* _REQUIREMENTS_: Print all of the records below word for word, but leave the pictures out.

* _RECORDS FOR THIS TASK_:
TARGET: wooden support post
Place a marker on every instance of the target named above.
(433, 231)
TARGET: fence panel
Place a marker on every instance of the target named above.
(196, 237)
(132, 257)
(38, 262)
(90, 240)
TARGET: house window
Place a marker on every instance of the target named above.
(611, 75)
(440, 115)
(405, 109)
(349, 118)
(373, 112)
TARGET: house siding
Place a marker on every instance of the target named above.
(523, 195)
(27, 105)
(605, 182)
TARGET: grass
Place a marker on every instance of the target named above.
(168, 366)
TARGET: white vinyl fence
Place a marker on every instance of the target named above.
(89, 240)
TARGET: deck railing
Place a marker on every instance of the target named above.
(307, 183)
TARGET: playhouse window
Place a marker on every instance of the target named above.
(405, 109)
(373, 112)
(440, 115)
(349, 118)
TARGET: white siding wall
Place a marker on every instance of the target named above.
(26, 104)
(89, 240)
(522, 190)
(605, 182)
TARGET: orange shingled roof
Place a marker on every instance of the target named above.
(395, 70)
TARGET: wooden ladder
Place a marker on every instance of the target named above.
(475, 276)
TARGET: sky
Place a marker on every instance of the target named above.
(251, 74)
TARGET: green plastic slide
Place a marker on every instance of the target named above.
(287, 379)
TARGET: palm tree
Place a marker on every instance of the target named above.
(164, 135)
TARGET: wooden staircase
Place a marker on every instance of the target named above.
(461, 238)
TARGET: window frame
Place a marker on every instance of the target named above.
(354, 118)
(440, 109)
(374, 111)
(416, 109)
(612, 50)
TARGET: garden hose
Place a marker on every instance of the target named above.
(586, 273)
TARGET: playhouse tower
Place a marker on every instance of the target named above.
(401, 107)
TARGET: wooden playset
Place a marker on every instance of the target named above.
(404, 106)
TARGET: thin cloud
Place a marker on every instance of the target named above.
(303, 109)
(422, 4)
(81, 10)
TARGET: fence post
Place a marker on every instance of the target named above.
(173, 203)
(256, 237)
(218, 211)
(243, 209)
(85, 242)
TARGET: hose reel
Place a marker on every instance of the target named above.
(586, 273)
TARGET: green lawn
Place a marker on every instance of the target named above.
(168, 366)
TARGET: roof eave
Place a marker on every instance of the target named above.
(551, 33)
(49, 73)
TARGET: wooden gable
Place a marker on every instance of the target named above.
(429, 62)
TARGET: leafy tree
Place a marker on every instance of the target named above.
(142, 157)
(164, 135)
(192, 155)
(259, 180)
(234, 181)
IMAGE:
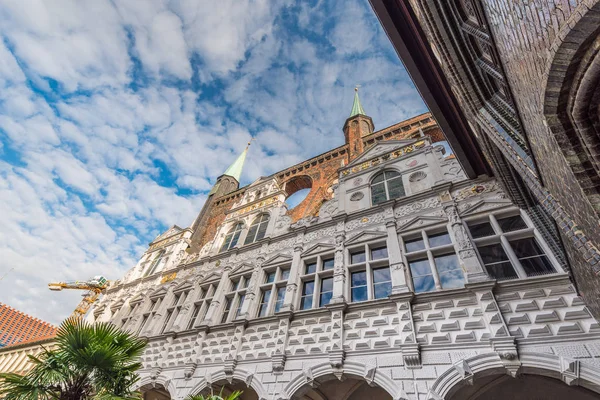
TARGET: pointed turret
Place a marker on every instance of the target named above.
(226, 183)
(356, 127)
(357, 107)
(235, 169)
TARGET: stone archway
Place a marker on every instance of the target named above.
(331, 388)
(154, 392)
(485, 376)
(227, 388)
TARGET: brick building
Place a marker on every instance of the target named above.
(399, 276)
(520, 79)
(17, 327)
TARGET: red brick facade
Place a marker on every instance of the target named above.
(17, 327)
(318, 173)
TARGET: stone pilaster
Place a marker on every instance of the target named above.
(211, 314)
(465, 250)
(294, 279)
(397, 267)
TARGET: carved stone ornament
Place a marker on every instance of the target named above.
(356, 196)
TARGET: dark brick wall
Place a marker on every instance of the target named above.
(527, 36)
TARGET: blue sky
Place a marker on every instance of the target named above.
(116, 117)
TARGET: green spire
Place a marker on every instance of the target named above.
(356, 107)
(235, 169)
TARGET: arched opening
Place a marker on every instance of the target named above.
(523, 387)
(297, 190)
(227, 388)
(154, 392)
(331, 388)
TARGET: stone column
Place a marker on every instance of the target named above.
(215, 305)
(397, 267)
(501, 341)
(251, 291)
(294, 279)
(339, 270)
(462, 244)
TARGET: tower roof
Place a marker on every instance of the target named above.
(235, 169)
(356, 107)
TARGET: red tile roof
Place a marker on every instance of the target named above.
(17, 327)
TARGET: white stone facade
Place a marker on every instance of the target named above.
(210, 322)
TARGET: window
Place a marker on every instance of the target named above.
(370, 277)
(385, 186)
(149, 314)
(234, 299)
(204, 296)
(232, 237)
(155, 263)
(257, 229)
(273, 290)
(317, 282)
(432, 262)
(508, 248)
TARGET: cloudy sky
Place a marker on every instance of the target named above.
(116, 116)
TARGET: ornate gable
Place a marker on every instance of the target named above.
(365, 237)
(317, 249)
(482, 205)
(170, 232)
(419, 222)
(242, 269)
(382, 148)
(278, 259)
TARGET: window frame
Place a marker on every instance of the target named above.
(203, 298)
(505, 240)
(274, 286)
(258, 224)
(235, 296)
(368, 265)
(429, 253)
(400, 178)
(232, 232)
(317, 277)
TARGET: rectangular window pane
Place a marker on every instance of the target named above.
(308, 288)
(194, 316)
(395, 188)
(240, 304)
(510, 224)
(422, 276)
(481, 230)
(358, 257)
(251, 234)
(280, 298)
(326, 291)
(306, 302)
(270, 277)
(379, 253)
(414, 245)
(311, 268)
(423, 283)
(450, 272)
(358, 278)
(492, 254)
(328, 264)
(439, 239)
(501, 271)
(360, 294)
(382, 290)
(264, 303)
(381, 275)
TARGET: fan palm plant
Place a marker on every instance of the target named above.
(233, 396)
(96, 361)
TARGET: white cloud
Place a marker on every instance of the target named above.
(110, 110)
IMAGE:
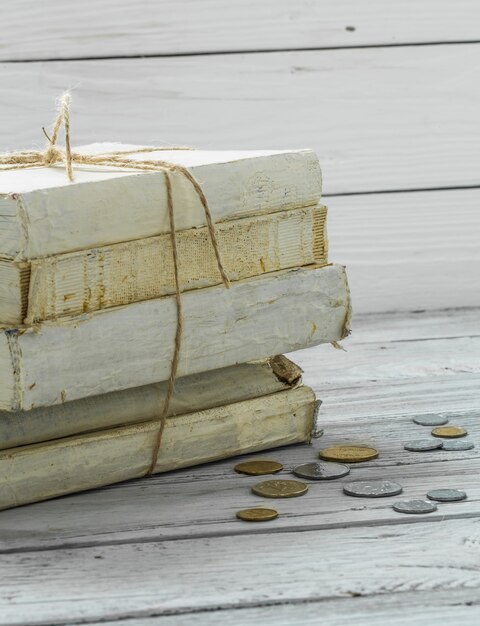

* _EXPECTED OUTPUT_:
TARGET: wooden support post
Place a marker on every instance of the target named above.
(433, 231)
TARGET: fence panel
Place a marker on every instance of the target named above.
(196, 237)
(132, 257)
(38, 262)
(90, 240)
TARGET: house window
Place a marker on every instance of the target named above.
(611, 75)
(440, 115)
(405, 109)
(349, 118)
(373, 112)
TARGET: house siding
Place a marker on every instance of the target named above.
(523, 195)
(27, 105)
(605, 182)
TARGET: grass
Place a marker on every instance of the target named above.
(168, 366)
TARGET: white vinyl fence
Place a marker on every instance of the target named above.
(89, 240)
TARGET: deck railing
Place a marker on every instance of the target named above.
(307, 183)
TARGET: playhouse window
Place a marker on every instance of the target named above.
(405, 109)
(373, 112)
(440, 115)
(349, 118)
TARGET: white siding wall
Place a marker on every instance of the target named above.
(26, 104)
(89, 240)
(522, 190)
(605, 182)
TARGET: orange shingled roof
Place a marker on every instance of the target named above.
(395, 70)
TARGET: wooden ladder
Place a marker on every instance of the target named above.
(475, 276)
TARGET: sky
Place a marker on every instance of the target named above.
(251, 74)
TARGET: green plastic slide
Place a marker on every instance of the target named above.
(287, 379)
TARGET: palm tree
Place a marker on every instance of the target named above.
(164, 135)
TARGET: wooden staircase
Place a marker on every instance of the target named above.
(461, 238)
TARGET: window frame
Place a marker on every instance of the target named above.
(354, 118)
(440, 109)
(374, 111)
(416, 109)
(612, 50)
TARGET: garden hose
Place a marker on every instance of the target named above.
(586, 273)
TARGET: playhouse tower
Place a marker on every instance of the target named above.
(401, 107)
TARGET: wooden playset
Place a marker on every instance of the target named above.
(404, 106)
TARGET: thin cloud
Place a marker on every instance of the target named above.
(303, 109)
(422, 4)
(81, 10)
TARGET: fence post
Place a marker on every instance of the target named above.
(173, 203)
(256, 237)
(218, 211)
(243, 209)
(85, 242)
TARGET: hose reel
Place a marker on every instance of the target named above.
(586, 273)
TARGET: green lawn
Place a marker on every instance of the target named above.
(168, 366)
TARGET: roof eave
Place a marker on every instance of the target named above.
(551, 33)
(49, 73)
TARGET: wooden gable
Place a marker on every instance of the target named above.
(429, 62)
TARGET: leafy tree
Place a marker on every instance of the target named above.
(142, 157)
(164, 135)
(192, 155)
(259, 180)
(234, 181)
IMAGE:
TARGET: pointed turret
Place a marker on every instance of the target named above.
(226, 183)
(356, 127)
(357, 107)
(235, 169)
TARGET: stone archway
Place a marker on every instance of the target named above.
(331, 388)
(154, 392)
(485, 376)
(227, 388)
TARGET: brick building
Place a marker on every instance of the target named above.
(399, 276)
(520, 79)
(17, 327)
TARGET: red brick facade
Place a marker on every instance of the target named above.
(17, 327)
(318, 173)
TARGET: stone pilaster
Place a marker on every instance of the target named above.
(211, 314)
(465, 250)
(294, 279)
(397, 267)
TARGET: carved stone ornament
Place a marker on every instance of the target named above.
(356, 196)
TARGET: dark brick wall
Place a marker on every instance of the target named above.
(527, 36)
TARGET: blue sky
Place a marker on every instance of the target named above.
(116, 117)
TARGET: green spire
Place a marker on every instance of the target named above.
(356, 107)
(235, 169)
TARGET: arched opening
Place a marker on every instance of the target named above.
(523, 387)
(297, 190)
(227, 388)
(154, 392)
(331, 388)
TARGET: stone column
Place a marker on every instance of the target named above.
(215, 305)
(397, 267)
(501, 341)
(251, 291)
(294, 279)
(339, 270)
(462, 244)
TARGET: tower roof
Place a marker on every instance of the target named above.
(235, 169)
(356, 107)
TARGET: red tile roof
Place a marker on every instance of the target named above.
(17, 327)
TARGET: white stone facade
Place a marker on every instance of the target named above.
(210, 322)
TARGET: window
Place a marker on every instance of the target named above.
(370, 277)
(385, 186)
(149, 314)
(234, 299)
(204, 296)
(232, 237)
(155, 263)
(257, 229)
(273, 290)
(317, 282)
(432, 262)
(508, 248)
TARGET: cloudy sky
Place a marker on every instance of the target named above.
(116, 116)
TARGET: ornate gable
Place a marker on every instance of the target named above.
(365, 237)
(317, 249)
(482, 205)
(170, 232)
(419, 222)
(242, 269)
(382, 148)
(278, 259)
TARGET: window frame
Place a marker on every instance of the target named above.
(203, 298)
(505, 240)
(274, 286)
(258, 224)
(235, 296)
(368, 265)
(429, 253)
(400, 178)
(232, 232)
(317, 277)
TARGET: rectangular window pane
Place a marker on every instance of the target named above.
(308, 288)
(194, 316)
(395, 188)
(240, 304)
(510, 224)
(422, 276)
(481, 230)
(358, 257)
(251, 234)
(280, 298)
(326, 291)
(306, 302)
(270, 277)
(379, 253)
(414, 245)
(311, 268)
(423, 283)
(450, 272)
(358, 278)
(492, 254)
(328, 264)
(439, 239)
(501, 271)
(360, 294)
(382, 290)
(264, 303)
(381, 275)
TARGET: fan palm plant
Place a marker on every instance of the target named above.
(233, 396)
(96, 361)
TARGET: white cloud
Place a marker on every instance of the target named above.
(110, 110)
IMAGE:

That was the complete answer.